-- start Excerpt --
Heidi Goar, Sociolgy Department
Inver Hills Community College
Inver Grove Heights, MN
Students have indicated a phenomenal interest in religion courses. When polled in my courses, many students are not aware of some very basic facts about religion. For example, many do not know that Lutherans, Methodists, Pentacolstal, etc. are all Protestant religions, even when they are members of this churches. Further, they are quite unaware of the basic tenets of major world religions. This was very disturbing to me, especially since America is an extremely diverse society in terms of religions. Moreover, the fact that our county is becoming more and more in contact with other countries economically, politically, and socially with others that do not practice Christianity. This issue is what has driven me to develop a course that not only studies that philosophies of religions, but to create one that insures a high level of student involvment in religious practices.
The following course has been developed as an attempt to study religions ethnographically. That is, to teach students not only the tenets and philosophies of various world religions, but to help them understand how to use a distinctive social-scientific method generally considered a form of participant observation. This course involves at least six field trips. Direct student involvement with religious activities makes those who are religiously different from them more real, and less deviant, in the students eyes.
-- end Excerpt --
-- start Extracted information --
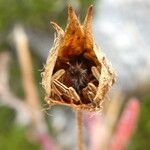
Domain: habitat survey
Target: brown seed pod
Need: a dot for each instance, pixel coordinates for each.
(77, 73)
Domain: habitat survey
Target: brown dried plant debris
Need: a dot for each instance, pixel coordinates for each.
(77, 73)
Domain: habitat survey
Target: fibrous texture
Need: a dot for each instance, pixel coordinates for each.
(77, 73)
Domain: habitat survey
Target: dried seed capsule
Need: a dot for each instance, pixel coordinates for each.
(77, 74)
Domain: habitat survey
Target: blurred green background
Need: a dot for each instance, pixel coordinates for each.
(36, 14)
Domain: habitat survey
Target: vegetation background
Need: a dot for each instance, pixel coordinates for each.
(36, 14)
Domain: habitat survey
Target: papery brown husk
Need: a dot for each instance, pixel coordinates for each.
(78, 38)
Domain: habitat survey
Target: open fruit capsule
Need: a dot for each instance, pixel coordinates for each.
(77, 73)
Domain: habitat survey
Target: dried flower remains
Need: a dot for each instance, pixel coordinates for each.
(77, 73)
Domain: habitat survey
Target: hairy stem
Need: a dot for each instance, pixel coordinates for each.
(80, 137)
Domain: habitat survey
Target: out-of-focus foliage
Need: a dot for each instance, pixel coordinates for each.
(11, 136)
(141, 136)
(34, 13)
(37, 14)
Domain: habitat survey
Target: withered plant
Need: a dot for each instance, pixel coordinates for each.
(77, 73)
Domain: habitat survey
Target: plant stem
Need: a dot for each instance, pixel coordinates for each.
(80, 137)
-- end Extracted information --
▶ [Work to complete]
1. According to the course proposal, in which areas is the country coming into more and more contact with other countries? List each area.
2. Retype the part of the course proposal that begins with the words containing "The following course" and ends with "the students eyes.".

▶ [Correct answers]
1.
- Economically
- Politically
- Socially

2.
The following course has been developed as an attempt to study religions ethnographically. That is, to teach students not only the tenets and philosophies of various world religions, but to help them understand how to use a distinctive social-scientific method generally considered a form of participant observation. This course involves at least six field trips. Direct student involvement with religious activities makes those who are religiously different from them more real, and less deviant, in the students eyes.